» Instruction:
Output all of the entries below precisely as written.
----- Material for this exercise
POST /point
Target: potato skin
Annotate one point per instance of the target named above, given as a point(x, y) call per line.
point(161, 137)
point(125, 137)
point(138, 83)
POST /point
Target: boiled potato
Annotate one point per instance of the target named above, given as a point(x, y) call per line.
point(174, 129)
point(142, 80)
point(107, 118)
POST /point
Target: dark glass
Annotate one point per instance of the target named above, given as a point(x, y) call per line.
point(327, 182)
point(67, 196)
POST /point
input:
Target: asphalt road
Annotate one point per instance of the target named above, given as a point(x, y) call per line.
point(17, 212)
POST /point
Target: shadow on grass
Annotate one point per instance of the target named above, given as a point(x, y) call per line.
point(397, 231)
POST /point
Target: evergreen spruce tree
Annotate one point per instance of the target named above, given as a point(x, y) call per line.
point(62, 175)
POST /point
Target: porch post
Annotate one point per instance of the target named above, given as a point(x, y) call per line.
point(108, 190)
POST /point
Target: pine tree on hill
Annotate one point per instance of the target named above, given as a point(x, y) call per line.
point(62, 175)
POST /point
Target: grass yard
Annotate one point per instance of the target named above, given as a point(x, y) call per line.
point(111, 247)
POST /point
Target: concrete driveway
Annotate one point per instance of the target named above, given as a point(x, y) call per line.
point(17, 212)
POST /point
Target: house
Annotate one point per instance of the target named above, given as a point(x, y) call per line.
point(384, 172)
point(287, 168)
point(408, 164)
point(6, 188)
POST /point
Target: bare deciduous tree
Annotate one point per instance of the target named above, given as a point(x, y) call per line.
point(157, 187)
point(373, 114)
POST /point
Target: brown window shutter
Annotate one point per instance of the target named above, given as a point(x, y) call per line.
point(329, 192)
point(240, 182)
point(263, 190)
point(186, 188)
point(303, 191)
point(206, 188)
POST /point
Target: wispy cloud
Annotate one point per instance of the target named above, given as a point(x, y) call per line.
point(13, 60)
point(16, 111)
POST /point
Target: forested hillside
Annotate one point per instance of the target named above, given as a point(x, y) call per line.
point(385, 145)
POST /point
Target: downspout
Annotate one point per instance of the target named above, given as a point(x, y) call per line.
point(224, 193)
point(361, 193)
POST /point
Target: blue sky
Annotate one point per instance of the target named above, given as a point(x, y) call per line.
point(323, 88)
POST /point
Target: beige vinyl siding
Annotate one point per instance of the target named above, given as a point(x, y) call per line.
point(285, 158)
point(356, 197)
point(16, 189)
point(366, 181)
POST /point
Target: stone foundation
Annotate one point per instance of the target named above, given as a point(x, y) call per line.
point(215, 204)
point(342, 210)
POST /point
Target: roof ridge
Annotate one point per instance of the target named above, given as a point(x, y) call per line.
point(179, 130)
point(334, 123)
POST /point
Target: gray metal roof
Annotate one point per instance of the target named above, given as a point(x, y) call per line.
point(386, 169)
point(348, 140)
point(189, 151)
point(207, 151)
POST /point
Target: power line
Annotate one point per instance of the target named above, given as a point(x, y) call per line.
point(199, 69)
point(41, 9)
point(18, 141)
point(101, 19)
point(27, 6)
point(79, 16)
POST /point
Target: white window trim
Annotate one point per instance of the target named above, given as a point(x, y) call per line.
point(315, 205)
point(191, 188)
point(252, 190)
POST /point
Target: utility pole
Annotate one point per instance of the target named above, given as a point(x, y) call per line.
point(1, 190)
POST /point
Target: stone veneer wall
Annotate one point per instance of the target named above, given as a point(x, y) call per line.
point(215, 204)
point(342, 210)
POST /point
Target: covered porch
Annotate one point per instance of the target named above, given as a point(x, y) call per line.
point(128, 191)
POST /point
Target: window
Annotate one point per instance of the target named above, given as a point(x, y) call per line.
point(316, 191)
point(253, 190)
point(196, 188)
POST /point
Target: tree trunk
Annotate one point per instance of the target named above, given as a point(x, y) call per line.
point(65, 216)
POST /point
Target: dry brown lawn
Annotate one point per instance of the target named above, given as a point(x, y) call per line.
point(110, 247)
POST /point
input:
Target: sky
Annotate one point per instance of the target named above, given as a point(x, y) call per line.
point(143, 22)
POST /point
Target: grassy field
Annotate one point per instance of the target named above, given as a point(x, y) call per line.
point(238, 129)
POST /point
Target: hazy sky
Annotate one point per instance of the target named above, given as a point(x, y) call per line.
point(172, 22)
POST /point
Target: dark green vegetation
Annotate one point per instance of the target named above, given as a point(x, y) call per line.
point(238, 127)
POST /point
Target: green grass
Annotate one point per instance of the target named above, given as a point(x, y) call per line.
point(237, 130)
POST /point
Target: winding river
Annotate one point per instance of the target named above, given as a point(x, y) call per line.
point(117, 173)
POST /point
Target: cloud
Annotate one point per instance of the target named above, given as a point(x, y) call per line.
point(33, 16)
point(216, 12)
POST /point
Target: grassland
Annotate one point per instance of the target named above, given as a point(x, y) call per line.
----------
» Final answer:
POST /point
Target: potato skin
Annotate one point per instance of the target named above, given as a point(x, y) call per line.
point(161, 137)
point(125, 137)
point(138, 83)
POST /point
Target: boiled potato
Annotate one point per instance of the target named above, given as a point(x, y) call per line.
point(174, 129)
point(142, 80)
point(107, 118)
POST /point
Target: dark glass
Annotate one point per instance of the target named above, given as a point(x, y) call per line.
point(327, 182)
point(67, 196)
POST /point
input:
Target: asphalt road
Annotate one point per instance of the target named above, given as a point(x, y) call per line.
point(17, 212)
POST /point
Target: shadow on grass
Annotate one point per instance of the target named above, given as a point(x, y) call per line.
point(397, 231)
POST /point
Target: evergreen spruce tree
Annotate one point per instance of the target named above, given as a point(x, y) call per line.
point(62, 175)
POST /point
Target: porch post
Annotate one point per instance of the target named above, given as a point(x, y) call per line.
point(108, 190)
POST /point
Target: pine tree on hill
Annotate one point per instance of the target named above, given as a point(x, y) call per line.
point(62, 175)
POST /point
Target: grass yard
Annotate one point per instance of the target named above, given as a point(x, y) call per line.
point(111, 247)
POST /point
Target: concrete driveway
Annotate one point per instance of the target named above, given as a point(x, y) call per line.
point(17, 212)
POST /point
Target: house
Annotate one point per instance of the target named above, given as a point(x, y) call per line.
point(384, 172)
point(287, 168)
point(408, 164)
point(6, 188)
POST /point
Target: bare deciduous tree
Annotate one point per instance of the target named above, given as a point(x, y) call per line.
point(157, 187)
point(373, 114)
POST /point
Target: brown window shutter
Annotate one point per instance of the target named above, given as a point(x, y) call per line.
point(329, 192)
point(240, 182)
point(263, 190)
point(186, 188)
point(303, 191)
point(206, 188)
POST /point
Target: wispy cloud
Annotate one point per instance of the target named above, given as a point(x, y) call per line.
point(13, 60)
point(16, 111)
POST /point
Target: forested hillside
Annotate one point per instance of the target named above, given as a point(x, y) call per line.
point(385, 145)
POST /point
Target: downspout
Annotate one point per instance of the target named above, given as a point(x, y) call per line.
point(224, 193)
point(361, 193)
POST /point
Target: blue sky
Annotate one point per instance of the target named above, given as a point(x, y) call per line.
point(323, 88)
POST /point
Target: beige vinyl siding
Annotate one point per instance of the target named above, given as a point(x, y) call per line.
point(285, 158)
point(356, 197)
point(16, 189)
point(366, 181)
POST /point
Target: stone foundation
Annotate one point per instance of the target named above, given as a point(x, y) call per line.
point(215, 204)
point(342, 210)
POST /point
Target: roof ridge
Annotate one point per instance of the target named above, given as a point(x, y) call per line.
point(179, 130)
point(334, 123)
POST /point
Target: gray metal roof
Annotate one point per instance of the target named above, given as a point(x, y) call per line.
point(386, 169)
point(348, 140)
point(189, 151)
point(207, 151)
POST /point
Target: power line
Annotate one point per instance of the target named above, given as a point(x, y) call per line.
point(199, 69)
point(41, 9)
point(18, 141)
point(101, 19)
point(27, 6)
point(79, 16)
POST /point
Target: white window trim
Annotate one point per instance of the target named above, given as a point(x, y) call per line.
point(315, 205)
point(191, 188)
point(252, 190)
POST /point
Target: utility pole
Annotate one point per instance of the target named above, given as a point(x, y) call per line.
point(1, 190)
POST /point
Target: stone veneer wall
Annotate one point per instance of the target named above, given as a point(x, y) call per line.
point(215, 204)
point(342, 210)
POST /point
Target: covered porch
Annotate one point per instance of the target named above, given as a point(x, y) call per line.
point(128, 191)
POST /point
Target: window
Annotate one point per instance of the target named above, given as a point(x, y) call per line.
point(316, 191)
point(253, 190)
point(196, 188)
POST /point
Target: tree trunk
Annotate one point per instance of the target named above, given as a point(x, y) call per line.
point(65, 216)
POST /point
Target: dry brown lawn
Annotate one point per instance of the target named above, given as a point(x, y) call per line.
point(110, 247)
POST /point
input:
Target: sky
Annotate one point per instance of the target named above, given as a point(x, y) call per line.
point(143, 22)
POST /point
Target: grassy field
Annotate one point per instance of the target named above, given as a point(x, y) call per line.
point(238, 129)
POST /point
Target: hazy sky
Annotate one point per instance of the target named above, given as a point(x, y) call per line.
point(172, 22)
POST /point
Target: dark green vegetation
Annotate one point per instance of the target named above, given as a point(x, y) call per line.
point(238, 127)
POST /point
Target: green grass
Annotate one point per instance of the target named above, given as a point(x, y) call per line.
point(237, 130)
POST /point
Target: winding river
Annotate one point per instance of the target named above, given as a point(x, y) call per line.
point(117, 173)
POST /point
Target: cloud
Annotate one point per instance of the target named above, given as a point(x, y) call per line.
point(33, 16)
point(216, 12)
POST /point
Target: grassland
Annotate one point per instance of the target named above, given as a point(x, y) call per line.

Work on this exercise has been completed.